▶ [DATA LINES]:

===

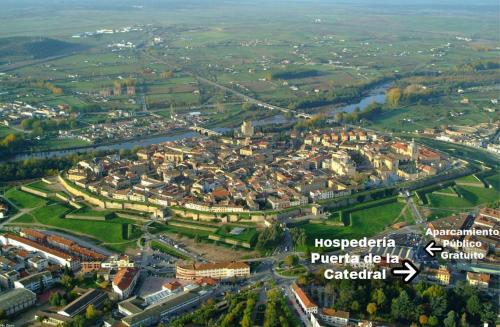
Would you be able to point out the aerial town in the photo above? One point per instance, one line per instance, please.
(228, 163)
(256, 171)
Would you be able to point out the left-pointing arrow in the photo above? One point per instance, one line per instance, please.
(431, 248)
(408, 270)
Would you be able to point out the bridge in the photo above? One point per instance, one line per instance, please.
(204, 131)
(304, 115)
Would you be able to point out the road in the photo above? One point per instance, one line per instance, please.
(243, 96)
(416, 213)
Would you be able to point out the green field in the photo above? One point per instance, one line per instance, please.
(51, 214)
(470, 196)
(23, 199)
(494, 181)
(248, 235)
(87, 211)
(168, 250)
(365, 222)
(111, 231)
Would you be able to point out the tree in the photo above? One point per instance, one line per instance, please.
(433, 321)
(473, 305)
(355, 306)
(451, 319)
(371, 308)
(291, 260)
(488, 313)
(378, 296)
(463, 320)
(54, 299)
(402, 307)
(423, 319)
(66, 281)
(41, 319)
(90, 312)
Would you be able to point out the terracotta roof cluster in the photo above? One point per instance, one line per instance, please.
(124, 278)
(39, 247)
(60, 240)
(87, 252)
(483, 278)
(303, 297)
(490, 213)
(172, 286)
(34, 233)
(217, 265)
(335, 313)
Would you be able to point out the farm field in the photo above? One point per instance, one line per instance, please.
(23, 199)
(50, 214)
(156, 245)
(364, 222)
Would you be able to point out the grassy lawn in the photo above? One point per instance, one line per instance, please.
(470, 197)
(40, 186)
(366, 222)
(26, 218)
(447, 190)
(23, 199)
(168, 250)
(494, 181)
(111, 231)
(189, 232)
(248, 235)
(87, 211)
(121, 247)
(470, 179)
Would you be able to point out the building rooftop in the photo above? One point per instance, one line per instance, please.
(35, 277)
(303, 296)
(124, 278)
(81, 303)
(14, 297)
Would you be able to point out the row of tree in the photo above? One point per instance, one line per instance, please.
(422, 304)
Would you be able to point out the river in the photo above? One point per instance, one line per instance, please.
(377, 94)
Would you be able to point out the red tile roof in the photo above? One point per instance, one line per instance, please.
(123, 279)
(40, 247)
(303, 297)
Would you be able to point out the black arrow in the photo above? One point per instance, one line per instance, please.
(409, 270)
(431, 248)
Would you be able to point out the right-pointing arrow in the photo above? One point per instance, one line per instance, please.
(410, 271)
(431, 248)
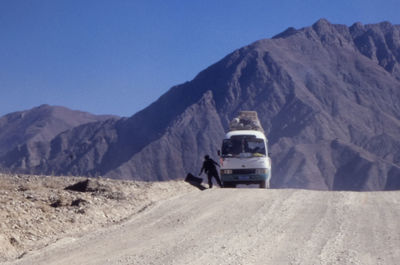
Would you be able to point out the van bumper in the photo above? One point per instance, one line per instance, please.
(245, 179)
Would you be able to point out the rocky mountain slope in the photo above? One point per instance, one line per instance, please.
(40, 124)
(328, 97)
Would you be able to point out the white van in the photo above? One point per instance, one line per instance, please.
(244, 155)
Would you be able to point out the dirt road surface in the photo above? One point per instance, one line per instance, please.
(245, 226)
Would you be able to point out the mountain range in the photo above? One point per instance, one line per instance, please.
(328, 97)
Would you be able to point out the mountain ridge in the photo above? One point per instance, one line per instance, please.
(327, 96)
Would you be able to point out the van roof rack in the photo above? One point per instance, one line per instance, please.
(246, 120)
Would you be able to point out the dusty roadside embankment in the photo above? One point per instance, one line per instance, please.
(36, 211)
(245, 226)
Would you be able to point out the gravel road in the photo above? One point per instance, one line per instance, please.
(245, 226)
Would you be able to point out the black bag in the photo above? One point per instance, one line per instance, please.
(192, 179)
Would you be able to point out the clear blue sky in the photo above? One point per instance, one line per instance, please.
(118, 56)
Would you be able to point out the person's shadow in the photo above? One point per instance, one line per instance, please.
(194, 181)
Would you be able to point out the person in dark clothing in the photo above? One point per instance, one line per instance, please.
(211, 171)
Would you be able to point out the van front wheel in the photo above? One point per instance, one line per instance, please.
(264, 184)
(229, 185)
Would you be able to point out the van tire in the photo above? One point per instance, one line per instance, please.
(264, 184)
(229, 185)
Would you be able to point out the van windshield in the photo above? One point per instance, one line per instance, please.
(240, 145)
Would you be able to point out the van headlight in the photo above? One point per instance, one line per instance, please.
(261, 171)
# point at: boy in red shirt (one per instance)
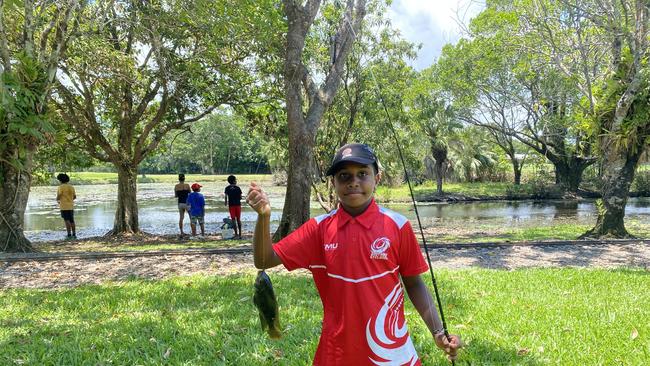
(357, 255)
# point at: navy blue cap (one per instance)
(357, 153)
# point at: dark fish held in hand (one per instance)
(267, 305)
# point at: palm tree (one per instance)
(470, 154)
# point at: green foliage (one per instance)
(23, 117)
(222, 143)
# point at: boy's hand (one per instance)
(450, 346)
(258, 200)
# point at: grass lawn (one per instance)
(522, 317)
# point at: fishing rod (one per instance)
(408, 182)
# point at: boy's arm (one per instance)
(421, 299)
(263, 253)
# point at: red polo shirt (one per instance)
(356, 263)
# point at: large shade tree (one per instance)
(603, 47)
(499, 85)
(34, 36)
(143, 69)
(307, 100)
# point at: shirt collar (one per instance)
(366, 219)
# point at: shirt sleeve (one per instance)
(411, 261)
(300, 248)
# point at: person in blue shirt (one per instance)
(196, 207)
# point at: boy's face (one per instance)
(355, 185)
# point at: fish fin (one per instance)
(274, 328)
(274, 332)
(263, 322)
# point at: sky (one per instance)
(433, 23)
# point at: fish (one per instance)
(267, 305)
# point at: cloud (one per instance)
(432, 23)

===

▶ [REQUIREMENTS]:
Output all of the lines above as a numbered list, omitting any blank lines and leaving the pictures out of the answer.

▶ [WRITTEN ANSWER]:
1. Would you be able to point out the aerial town in the photo above? One point per instance, one line per instance, please.
2. (228, 163)
3. (256, 171)
4. Would you be able to point out the left-pointing arrow in the photo above? One point per instance, one line per instance, please.
5. (431, 248)
6. (408, 270)
7. Would you be able to point out the bridge in the photo above? One point per instance, one line per instance, please.
8. (204, 131)
9. (304, 115)
10. Would you be able to point out the road in the photo above? One point per instance, one line per instance, please.
11. (243, 96)
12. (416, 213)
13. Would you be able to point out the green field in the photo above? One point per instance, one line per instance, please.
14. (51, 214)
15. (470, 196)
16. (23, 199)
17. (494, 181)
18. (248, 235)
19. (87, 211)
20. (168, 250)
21. (365, 222)
22. (111, 231)
23. Would you be able to point out the tree in the photo above? One point per instance, one line per instance, please.
24. (433, 321)
25. (473, 305)
26. (355, 306)
27. (451, 319)
28. (371, 308)
29. (291, 260)
30. (488, 313)
31. (378, 296)
32. (463, 320)
33. (54, 299)
34. (402, 307)
35. (423, 319)
36. (66, 281)
37. (41, 319)
38. (90, 312)
39. Would you be able to point out the terracotta roof cluster in the photo above? One point per instance, one line per instance, please.
40. (124, 278)
41. (39, 247)
42. (60, 240)
43. (87, 252)
44. (483, 278)
45. (303, 297)
46. (490, 213)
47. (172, 286)
48. (34, 233)
49. (217, 265)
50. (335, 313)
51. Would you be able to point out the farm field in the photo above? One point per instance, one line per instance, please.
52. (23, 199)
53. (50, 214)
54. (156, 245)
55. (364, 222)
56. Would you be able to point out the grassy lawn in the photo above? One point per instance, one line per instance, please.
57. (470, 197)
58. (40, 186)
59. (366, 222)
60. (26, 218)
61. (447, 190)
62. (23, 199)
63. (168, 250)
64. (494, 181)
65. (111, 231)
66. (189, 232)
67. (248, 235)
68. (87, 211)
69. (121, 247)
70. (470, 179)
71. Would you be able to point out the building rooftop in the photo above? One point per instance, one line per instance, please.
72. (35, 277)
73. (303, 296)
74. (124, 278)
75. (81, 303)
76. (14, 297)
77. Would you be able to point out the row of tree in the photo above? One point per instance, one line per instance, please.
78. (422, 304)
79. Would you be able to point out the river in the photo above? One point per instance, one line per instance, please.
80. (377, 94)
81. Would you be able to point out the red tile roof in the photo above? One point per instance, one line per instance, please.
82. (123, 279)
83. (40, 247)
84. (303, 297)
85. Would you be able to point out the black arrow in the photo above? One point per instance, one line per instance, please.
86. (409, 270)
87. (431, 248)
88. Would you be able to point out the right-pointing arrow in the photo above? One point per instance, one line per instance, please.
89. (410, 271)
90. (431, 248)
91. Would you be able to point out the van bumper in the photo above? One point per instance, one line per instance, please.
92. (245, 179)
93. Would you be able to point out the rocky mountain slope in the photo above? One point per instance, one line per instance, please.
94. (40, 124)
95. (328, 97)
96. Would you be able to point out the white van in the photo above? One point per instance, one line per instance, please.
97. (244, 155)
98. Would you be able to point out the dirt road surface in the photo above? One point per instance, one line per instance, please.
99. (245, 226)
100. Would you be able to point out the mountain range in the photo above? One point per instance, one line per instance, please.
101. (328, 97)
102. Would you be able to point out the mountain ridge in the photo above? One point per instance, one line per instance, please.
103. (327, 96)
104. Would you be able to point out the van roof rack in the photo above? One point per instance, one line per instance, please.
105. (246, 120)
106. Would you be able to point out the dusty roadside embankment in the photo above? One point per instance, one line per instance, please.
107. (36, 211)
108. (245, 226)
109. Would you be able to point out the gravel road in the photo above? One point per instance, one line per instance, please.
110. (245, 226)
111. Would you be able to point out the black bag in the photo above? One point per instance, one line per instance, please.
112. (192, 179)
113. Would you be able to point out the clear blue sky in the photo above? One point per instance, one line per instance, please.
114. (118, 56)
115. Would you be able to point out the person's shadow in the photo above? One point per instance, one line per instance, please.
116. (194, 181)
117. Would you be able to point out the person in dark clothing in the photo above? One point per instance, one line per instance, please.
118. (211, 171)
119. Would you be able to point out the van front wheel in the photo above? One point per instance, one line per instance, please.
120. (264, 184)
121. (229, 185)
122. Would you be able to point out the van tire in the photo above? One point per instance, one line per instance, please.
123. (264, 184)
124. (229, 185)
125. Would you be able to point out the van windshield in the photo above? One point per instance, one line per instance, please.
126. (240, 145)
127. Would you be able to point out the van headlight in the photo above? One point per instance, one line per instance, please.
128. (261, 171)
129. # point at: boy in red shirt (one per instance)
130. (357, 255)
131. # point at: navy blue cap (one per instance)
132. (357, 153)
133. # point at: dark fish held in hand (one per instance)
134. (267, 305)
135. # point at: palm tree (one per instance)
136. (470, 154)
137. # point at: green foliage (one per instance)
138. (23, 117)
139. (222, 143)
140. # point at: boy's hand (one per instance)
141. (450, 346)
142. (258, 200)
143. # point at: grass lawn (one per instance)
144. (522, 317)
145. # point at: fishing rod (one per instance)
146. (408, 182)
147. # point at: boy's arm (one per instance)
148. (421, 299)
149. (263, 253)
150. # point at: red polo shirt (one per instance)
151. (356, 263)
152. # point at: large shade tree (one per instance)
153. (603, 47)
154. (499, 85)
155. (34, 36)
156. (143, 69)
157. (307, 100)
158. # point at: shirt collar (one per instance)
159. (366, 219)
160. # point at: shirt sleeve (one per instance)
161. (411, 261)
162. (300, 248)
163. # point at: person in blue shirt (one per instance)
164. (196, 207)
165. # point at: boy's face (one per instance)
166. (355, 185)
167. # point at: fish fin (one per instance)
168. (274, 328)
169. (274, 332)
170. (263, 322)
171. # point at: sky (one per instance)
172. (433, 23)
173. # point at: fish (one per instance)
174. (267, 305)
175. # point at: cloud (one per instance)
176. (432, 23)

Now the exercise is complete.